[Records for processing]:
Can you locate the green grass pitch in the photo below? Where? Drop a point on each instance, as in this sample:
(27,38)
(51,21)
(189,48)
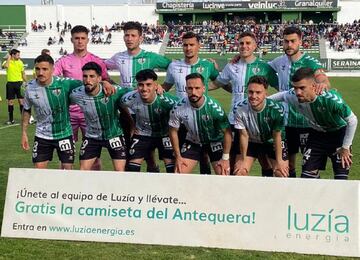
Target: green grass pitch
(13,156)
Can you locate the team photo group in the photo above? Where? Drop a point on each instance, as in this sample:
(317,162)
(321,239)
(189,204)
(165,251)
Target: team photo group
(178,117)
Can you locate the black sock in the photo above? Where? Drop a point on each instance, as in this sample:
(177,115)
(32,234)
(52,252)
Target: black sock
(133,167)
(170,168)
(205,167)
(267,172)
(292,173)
(11,113)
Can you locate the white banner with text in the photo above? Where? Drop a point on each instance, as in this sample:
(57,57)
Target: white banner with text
(269,214)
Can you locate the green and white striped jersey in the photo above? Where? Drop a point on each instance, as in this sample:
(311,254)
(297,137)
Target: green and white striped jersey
(238,75)
(100,111)
(327,113)
(151,119)
(129,65)
(179,69)
(51,107)
(260,124)
(204,124)
(285,69)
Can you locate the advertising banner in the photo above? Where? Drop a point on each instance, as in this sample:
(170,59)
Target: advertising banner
(268,214)
(223,5)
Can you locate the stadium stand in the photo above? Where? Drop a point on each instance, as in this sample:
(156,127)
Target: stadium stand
(222,37)
(10,37)
(50,39)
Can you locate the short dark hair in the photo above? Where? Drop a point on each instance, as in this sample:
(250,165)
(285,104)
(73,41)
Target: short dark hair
(190,35)
(92,66)
(247,34)
(14,51)
(78,29)
(261,80)
(195,75)
(133,26)
(303,73)
(146,74)
(44,58)
(291,30)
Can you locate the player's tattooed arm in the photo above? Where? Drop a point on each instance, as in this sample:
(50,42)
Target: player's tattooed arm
(24,124)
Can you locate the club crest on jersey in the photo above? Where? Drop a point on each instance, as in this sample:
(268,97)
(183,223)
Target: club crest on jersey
(205,117)
(321,109)
(56,92)
(157,110)
(256,70)
(141,61)
(200,69)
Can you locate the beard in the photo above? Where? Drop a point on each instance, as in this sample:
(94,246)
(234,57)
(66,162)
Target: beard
(89,90)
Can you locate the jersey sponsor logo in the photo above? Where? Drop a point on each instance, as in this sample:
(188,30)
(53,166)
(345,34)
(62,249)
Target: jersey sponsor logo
(64,145)
(216,147)
(205,117)
(141,61)
(216,107)
(256,70)
(166,142)
(332,97)
(56,92)
(105,100)
(200,69)
(158,110)
(115,142)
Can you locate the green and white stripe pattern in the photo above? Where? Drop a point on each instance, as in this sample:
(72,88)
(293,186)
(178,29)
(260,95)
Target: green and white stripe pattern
(101,114)
(326,113)
(204,124)
(260,124)
(129,65)
(286,69)
(179,69)
(238,75)
(51,107)
(151,119)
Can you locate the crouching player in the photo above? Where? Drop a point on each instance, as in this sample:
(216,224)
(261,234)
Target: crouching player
(152,116)
(208,129)
(103,128)
(260,122)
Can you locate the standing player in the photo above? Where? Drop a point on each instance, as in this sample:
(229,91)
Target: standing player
(297,127)
(238,74)
(131,61)
(152,117)
(134,59)
(15,75)
(207,128)
(103,128)
(260,122)
(332,121)
(50,98)
(70,66)
(179,69)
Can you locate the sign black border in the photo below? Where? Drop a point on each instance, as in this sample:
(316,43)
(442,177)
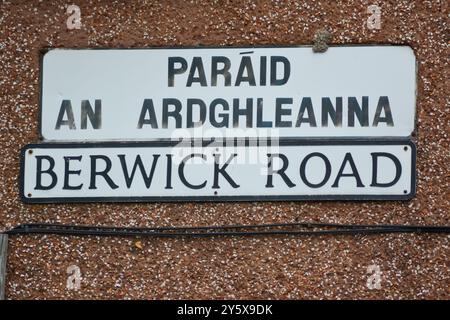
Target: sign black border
(218,198)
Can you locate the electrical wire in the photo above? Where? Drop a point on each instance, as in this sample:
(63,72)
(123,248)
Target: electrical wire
(294,228)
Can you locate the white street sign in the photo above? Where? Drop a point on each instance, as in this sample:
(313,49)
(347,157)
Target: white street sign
(166,171)
(154,94)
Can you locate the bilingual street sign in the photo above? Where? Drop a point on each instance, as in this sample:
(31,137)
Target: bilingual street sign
(170,171)
(286,92)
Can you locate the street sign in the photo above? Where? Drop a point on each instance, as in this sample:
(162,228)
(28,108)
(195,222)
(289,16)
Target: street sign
(167,94)
(170,171)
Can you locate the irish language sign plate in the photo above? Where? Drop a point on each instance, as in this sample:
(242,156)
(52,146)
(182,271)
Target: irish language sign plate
(170,171)
(163,94)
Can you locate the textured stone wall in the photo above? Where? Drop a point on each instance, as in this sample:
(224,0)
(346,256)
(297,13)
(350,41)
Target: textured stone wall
(412,266)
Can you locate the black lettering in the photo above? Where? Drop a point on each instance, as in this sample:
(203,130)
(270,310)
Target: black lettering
(247,112)
(215,71)
(281,172)
(138,163)
(68,172)
(104,173)
(398,169)
(95,117)
(329,110)
(172,71)
(66,108)
(147,108)
(279,112)
(327,170)
(181,171)
(196,66)
(223,116)
(348,158)
(202,109)
(273,70)
(362,113)
(306,105)
(222,170)
(175,114)
(245,66)
(49,171)
(383,104)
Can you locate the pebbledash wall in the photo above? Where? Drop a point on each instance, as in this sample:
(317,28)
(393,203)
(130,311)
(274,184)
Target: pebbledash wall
(407,265)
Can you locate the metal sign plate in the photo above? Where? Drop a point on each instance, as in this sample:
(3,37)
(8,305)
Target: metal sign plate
(167,171)
(161,93)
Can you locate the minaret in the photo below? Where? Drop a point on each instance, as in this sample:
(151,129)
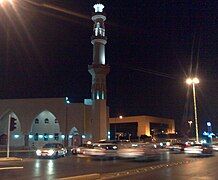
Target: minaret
(99,71)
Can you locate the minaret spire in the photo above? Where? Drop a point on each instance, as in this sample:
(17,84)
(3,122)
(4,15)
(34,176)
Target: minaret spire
(99,70)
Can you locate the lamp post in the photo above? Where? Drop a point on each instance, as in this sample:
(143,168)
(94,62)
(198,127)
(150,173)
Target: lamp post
(190,123)
(115,128)
(66,120)
(193,81)
(209,129)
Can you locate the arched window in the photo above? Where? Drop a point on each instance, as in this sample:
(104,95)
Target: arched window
(36,137)
(36,121)
(56,136)
(46,120)
(45,137)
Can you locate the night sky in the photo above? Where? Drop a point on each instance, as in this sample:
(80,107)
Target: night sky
(152,47)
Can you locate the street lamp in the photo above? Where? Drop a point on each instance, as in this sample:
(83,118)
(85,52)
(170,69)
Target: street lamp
(190,123)
(115,128)
(193,81)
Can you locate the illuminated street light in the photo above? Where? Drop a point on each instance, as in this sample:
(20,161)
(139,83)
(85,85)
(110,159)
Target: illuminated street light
(190,123)
(115,128)
(193,81)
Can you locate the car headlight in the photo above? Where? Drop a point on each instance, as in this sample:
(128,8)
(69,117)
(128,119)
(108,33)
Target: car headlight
(38,152)
(78,150)
(51,152)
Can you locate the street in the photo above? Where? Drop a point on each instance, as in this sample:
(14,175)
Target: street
(171,166)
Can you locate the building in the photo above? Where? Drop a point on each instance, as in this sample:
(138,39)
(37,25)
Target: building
(137,126)
(38,121)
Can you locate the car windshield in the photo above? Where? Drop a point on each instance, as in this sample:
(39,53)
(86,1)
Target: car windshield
(52,146)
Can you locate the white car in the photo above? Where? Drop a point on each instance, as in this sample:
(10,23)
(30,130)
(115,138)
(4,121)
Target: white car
(199,150)
(102,151)
(52,150)
(215,146)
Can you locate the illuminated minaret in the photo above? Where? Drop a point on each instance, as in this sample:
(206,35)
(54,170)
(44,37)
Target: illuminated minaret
(99,71)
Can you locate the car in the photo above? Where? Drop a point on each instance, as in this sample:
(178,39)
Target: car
(102,151)
(81,149)
(199,150)
(178,147)
(140,153)
(215,146)
(51,150)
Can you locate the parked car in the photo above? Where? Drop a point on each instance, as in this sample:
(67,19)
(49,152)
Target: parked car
(215,146)
(178,147)
(51,150)
(102,151)
(81,149)
(140,153)
(199,150)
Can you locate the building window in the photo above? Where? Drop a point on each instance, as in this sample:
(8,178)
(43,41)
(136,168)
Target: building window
(46,121)
(56,136)
(45,137)
(36,137)
(36,121)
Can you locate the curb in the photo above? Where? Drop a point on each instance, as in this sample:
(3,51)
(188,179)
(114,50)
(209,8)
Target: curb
(82,177)
(10,159)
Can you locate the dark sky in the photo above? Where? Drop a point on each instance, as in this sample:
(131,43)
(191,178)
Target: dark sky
(152,47)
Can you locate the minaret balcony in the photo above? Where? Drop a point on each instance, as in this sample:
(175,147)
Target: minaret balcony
(98,15)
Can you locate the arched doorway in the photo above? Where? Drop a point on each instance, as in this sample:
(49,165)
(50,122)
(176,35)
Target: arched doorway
(45,129)
(16,136)
(74,139)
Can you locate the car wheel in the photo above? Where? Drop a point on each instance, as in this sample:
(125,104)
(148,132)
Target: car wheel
(56,155)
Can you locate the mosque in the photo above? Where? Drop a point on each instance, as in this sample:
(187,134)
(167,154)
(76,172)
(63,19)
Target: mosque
(35,122)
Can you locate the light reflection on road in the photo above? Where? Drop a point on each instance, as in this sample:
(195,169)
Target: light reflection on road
(43,167)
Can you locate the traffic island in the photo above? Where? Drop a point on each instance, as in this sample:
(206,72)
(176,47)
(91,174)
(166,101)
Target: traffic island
(83,177)
(10,159)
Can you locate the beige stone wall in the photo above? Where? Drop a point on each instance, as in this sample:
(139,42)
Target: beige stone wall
(27,109)
(144,123)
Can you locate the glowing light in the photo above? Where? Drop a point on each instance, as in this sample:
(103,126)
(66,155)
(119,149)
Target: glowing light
(89,142)
(50,136)
(5,1)
(67,100)
(40,136)
(168,143)
(98,7)
(16,136)
(51,152)
(38,152)
(192,81)
(70,136)
(30,136)
(114,147)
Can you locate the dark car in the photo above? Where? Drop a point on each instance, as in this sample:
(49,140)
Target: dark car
(52,150)
(200,150)
(81,149)
(178,147)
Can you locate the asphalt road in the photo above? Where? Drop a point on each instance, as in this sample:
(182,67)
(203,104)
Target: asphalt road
(171,166)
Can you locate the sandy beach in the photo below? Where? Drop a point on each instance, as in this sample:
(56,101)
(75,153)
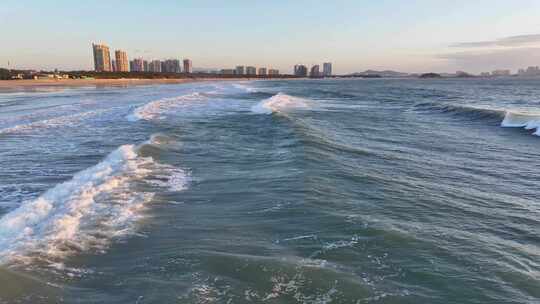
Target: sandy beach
(10,85)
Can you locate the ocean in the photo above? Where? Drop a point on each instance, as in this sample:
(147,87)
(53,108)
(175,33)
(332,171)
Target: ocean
(289,191)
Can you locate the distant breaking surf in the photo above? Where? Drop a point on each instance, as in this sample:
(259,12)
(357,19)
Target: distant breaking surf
(278,103)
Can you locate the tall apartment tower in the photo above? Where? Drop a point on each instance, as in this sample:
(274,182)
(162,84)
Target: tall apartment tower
(300,70)
(250,70)
(327,69)
(188,66)
(102,58)
(314,71)
(122,64)
(239,70)
(154,66)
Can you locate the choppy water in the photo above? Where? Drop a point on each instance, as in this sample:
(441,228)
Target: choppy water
(327,191)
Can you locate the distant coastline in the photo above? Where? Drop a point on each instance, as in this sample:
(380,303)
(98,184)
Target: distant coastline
(6,85)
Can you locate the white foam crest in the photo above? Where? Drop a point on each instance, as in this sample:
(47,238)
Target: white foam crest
(155,109)
(529,121)
(244,87)
(83,213)
(279,103)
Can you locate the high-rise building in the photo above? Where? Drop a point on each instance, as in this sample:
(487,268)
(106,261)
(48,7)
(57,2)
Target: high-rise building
(314,71)
(300,70)
(154,66)
(327,69)
(188,66)
(102,58)
(251,70)
(136,65)
(170,66)
(146,68)
(240,70)
(228,71)
(121,61)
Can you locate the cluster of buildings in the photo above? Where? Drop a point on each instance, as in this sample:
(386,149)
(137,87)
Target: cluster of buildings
(301,70)
(250,71)
(530,71)
(496,73)
(120,62)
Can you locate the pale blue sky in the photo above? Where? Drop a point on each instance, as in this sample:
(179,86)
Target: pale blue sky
(412,35)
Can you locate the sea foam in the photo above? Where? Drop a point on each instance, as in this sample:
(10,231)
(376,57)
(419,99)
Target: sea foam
(279,103)
(85,213)
(529,121)
(155,110)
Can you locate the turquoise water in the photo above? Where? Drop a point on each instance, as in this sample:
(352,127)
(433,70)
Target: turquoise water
(304,191)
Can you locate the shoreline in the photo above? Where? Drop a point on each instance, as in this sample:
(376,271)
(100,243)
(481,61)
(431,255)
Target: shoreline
(9,85)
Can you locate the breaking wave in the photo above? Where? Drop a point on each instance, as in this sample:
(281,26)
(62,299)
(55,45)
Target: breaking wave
(503,117)
(86,213)
(156,109)
(529,121)
(279,103)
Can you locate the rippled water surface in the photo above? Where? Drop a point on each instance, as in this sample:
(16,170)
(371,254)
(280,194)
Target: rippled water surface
(303,191)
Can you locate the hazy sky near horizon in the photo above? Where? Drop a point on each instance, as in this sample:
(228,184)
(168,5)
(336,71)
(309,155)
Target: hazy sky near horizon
(404,35)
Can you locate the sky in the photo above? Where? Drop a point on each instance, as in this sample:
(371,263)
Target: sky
(401,35)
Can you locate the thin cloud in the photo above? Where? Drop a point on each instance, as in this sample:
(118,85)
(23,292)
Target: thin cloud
(511,41)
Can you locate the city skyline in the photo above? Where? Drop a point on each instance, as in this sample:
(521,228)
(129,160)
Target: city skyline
(424,36)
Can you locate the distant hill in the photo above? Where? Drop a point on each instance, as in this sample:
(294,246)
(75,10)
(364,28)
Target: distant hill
(374,73)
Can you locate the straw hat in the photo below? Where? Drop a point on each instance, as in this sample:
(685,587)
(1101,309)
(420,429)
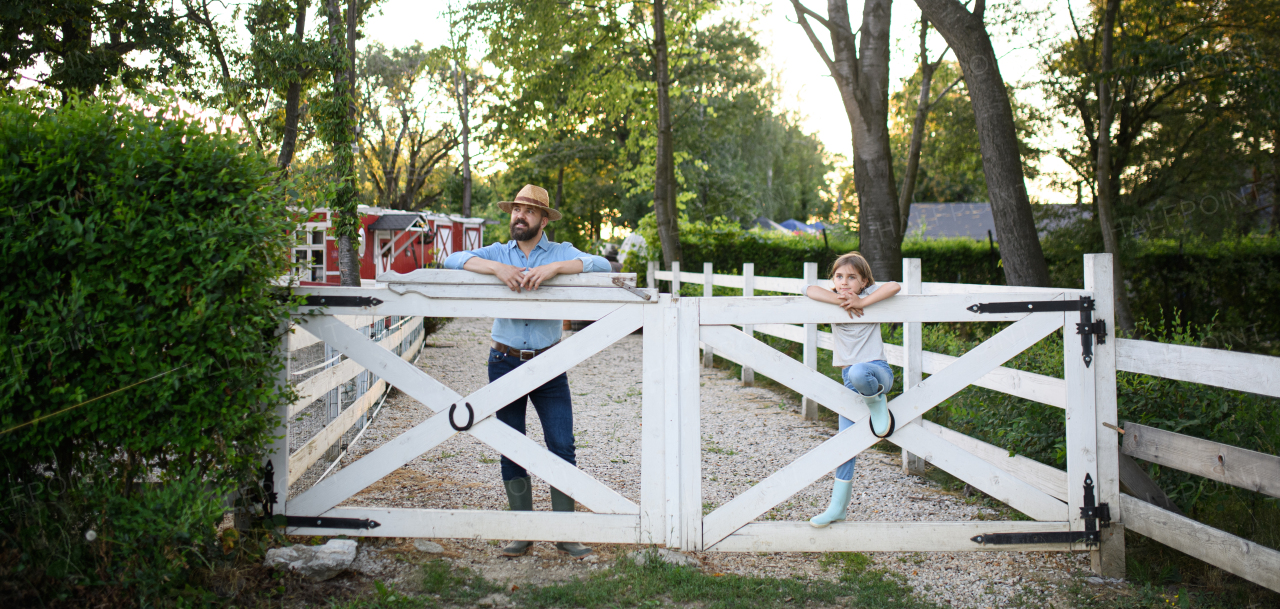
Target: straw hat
(533,196)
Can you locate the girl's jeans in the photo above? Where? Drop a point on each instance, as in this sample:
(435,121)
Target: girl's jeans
(867,379)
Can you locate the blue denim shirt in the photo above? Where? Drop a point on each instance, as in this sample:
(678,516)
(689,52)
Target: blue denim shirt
(529,334)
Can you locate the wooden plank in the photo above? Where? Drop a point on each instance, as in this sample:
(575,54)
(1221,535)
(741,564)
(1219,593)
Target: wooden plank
(803,310)
(1235,466)
(301,338)
(1253,562)
(1226,369)
(653,475)
(411,303)
(1136,482)
(708,291)
(1082,424)
(845,444)
(310,389)
(1048,480)
(748,291)
(883,536)
(1109,559)
(794,375)
(487,401)
(504,293)
(309,453)
(913,353)
(968,288)
(809,347)
(474,523)
(467,278)
(979,474)
(690,426)
(1027,385)
(675,531)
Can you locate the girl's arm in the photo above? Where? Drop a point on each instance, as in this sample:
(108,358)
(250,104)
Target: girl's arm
(823,294)
(855,303)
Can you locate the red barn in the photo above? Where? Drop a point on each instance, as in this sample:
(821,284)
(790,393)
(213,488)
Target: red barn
(389,239)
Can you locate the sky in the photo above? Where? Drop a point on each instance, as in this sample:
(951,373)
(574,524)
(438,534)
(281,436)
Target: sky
(807,86)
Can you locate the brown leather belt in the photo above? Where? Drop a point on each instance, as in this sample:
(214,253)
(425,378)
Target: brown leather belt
(524,355)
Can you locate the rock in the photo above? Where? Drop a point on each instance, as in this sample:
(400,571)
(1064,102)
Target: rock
(496,599)
(664,555)
(428,546)
(314,562)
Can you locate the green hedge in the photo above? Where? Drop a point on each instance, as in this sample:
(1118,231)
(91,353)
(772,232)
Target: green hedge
(137,259)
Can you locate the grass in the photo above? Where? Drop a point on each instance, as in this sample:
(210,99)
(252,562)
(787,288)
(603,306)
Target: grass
(627,585)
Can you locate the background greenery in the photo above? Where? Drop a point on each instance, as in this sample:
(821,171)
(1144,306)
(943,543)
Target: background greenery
(138,256)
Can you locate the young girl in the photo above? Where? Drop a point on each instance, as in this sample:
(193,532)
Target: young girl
(860,352)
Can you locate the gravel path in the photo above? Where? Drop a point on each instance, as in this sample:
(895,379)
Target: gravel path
(748,433)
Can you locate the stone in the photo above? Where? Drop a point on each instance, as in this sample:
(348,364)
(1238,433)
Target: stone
(496,599)
(314,562)
(664,555)
(428,546)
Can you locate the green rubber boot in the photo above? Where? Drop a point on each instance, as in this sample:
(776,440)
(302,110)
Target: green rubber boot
(520,495)
(563,503)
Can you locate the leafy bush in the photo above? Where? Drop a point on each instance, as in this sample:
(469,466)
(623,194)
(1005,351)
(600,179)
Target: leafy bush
(141,319)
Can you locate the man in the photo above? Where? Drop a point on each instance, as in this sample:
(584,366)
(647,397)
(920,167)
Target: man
(524,262)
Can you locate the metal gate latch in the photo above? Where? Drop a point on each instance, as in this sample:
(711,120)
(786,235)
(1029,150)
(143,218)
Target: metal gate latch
(1096,517)
(1087,328)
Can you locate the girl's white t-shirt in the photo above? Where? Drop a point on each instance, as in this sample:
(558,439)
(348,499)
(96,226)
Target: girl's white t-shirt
(858,343)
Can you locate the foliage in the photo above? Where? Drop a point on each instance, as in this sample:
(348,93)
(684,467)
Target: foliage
(579,111)
(140,252)
(950,160)
(85,44)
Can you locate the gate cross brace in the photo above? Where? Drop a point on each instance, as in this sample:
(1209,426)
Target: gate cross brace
(1087,328)
(485,402)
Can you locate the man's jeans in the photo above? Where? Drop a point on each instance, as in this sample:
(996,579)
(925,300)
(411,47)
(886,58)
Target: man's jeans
(554,411)
(865,379)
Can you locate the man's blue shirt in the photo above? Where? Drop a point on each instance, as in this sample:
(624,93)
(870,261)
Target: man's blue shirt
(529,334)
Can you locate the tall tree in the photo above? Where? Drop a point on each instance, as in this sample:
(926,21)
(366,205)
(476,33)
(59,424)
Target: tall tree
(965,32)
(860,71)
(664,169)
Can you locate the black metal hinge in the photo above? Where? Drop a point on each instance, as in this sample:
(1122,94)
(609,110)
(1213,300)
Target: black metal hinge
(1096,517)
(342,301)
(329,522)
(1087,328)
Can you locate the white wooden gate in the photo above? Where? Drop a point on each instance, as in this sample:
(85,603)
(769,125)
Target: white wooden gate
(671,504)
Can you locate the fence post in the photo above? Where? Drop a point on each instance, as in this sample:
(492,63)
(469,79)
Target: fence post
(810,344)
(708,289)
(1109,559)
(748,289)
(912,353)
(279,450)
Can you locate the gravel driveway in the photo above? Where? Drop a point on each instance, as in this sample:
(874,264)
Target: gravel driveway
(748,433)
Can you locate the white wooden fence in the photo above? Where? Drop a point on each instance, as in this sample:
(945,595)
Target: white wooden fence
(670,511)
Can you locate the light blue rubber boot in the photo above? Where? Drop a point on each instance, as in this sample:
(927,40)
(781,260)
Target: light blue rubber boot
(840,494)
(882,422)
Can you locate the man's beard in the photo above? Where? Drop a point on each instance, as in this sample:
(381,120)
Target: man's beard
(522,232)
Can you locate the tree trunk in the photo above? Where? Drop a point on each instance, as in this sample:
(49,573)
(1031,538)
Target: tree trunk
(1001,159)
(873,159)
(292,97)
(664,169)
(922,114)
(461,87)
(346,215)
(1102,170)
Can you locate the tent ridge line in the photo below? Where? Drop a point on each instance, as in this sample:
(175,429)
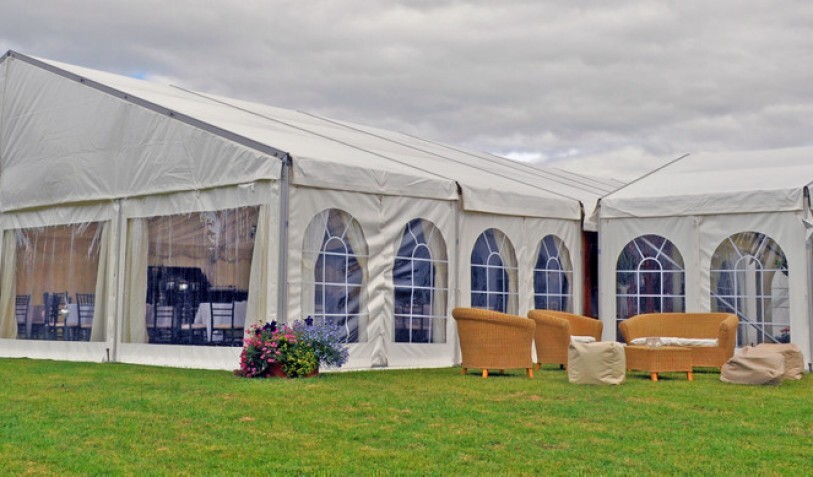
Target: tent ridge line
(657,169)
(533,186)
(308,131)
(154,107)
(511,164)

[Work order]: Copy only the lines running from the one that holds "Can you locate the tree" through the last line of the data, and include both of those lines. Do not copy any pictures.

[Answer to the problem]:
Can you locate the tree trunk in the photo above? Where? Drop a point on each instance, as in this sample:
(49,573)
(1031,538)
Target: tree trunk
(1001,159)
(873,159)
(292,97)
(664,169)
(922,114)
(461,87)
(346,215)
(1102,170)
Can you locate the tent ridge line in the photo below? Where? Drop a point on each instance, as in this sample:
(175,429)
Target: tent ridge line
(657,169)
(533,186)
(308,131)
(154,107)
(511,164)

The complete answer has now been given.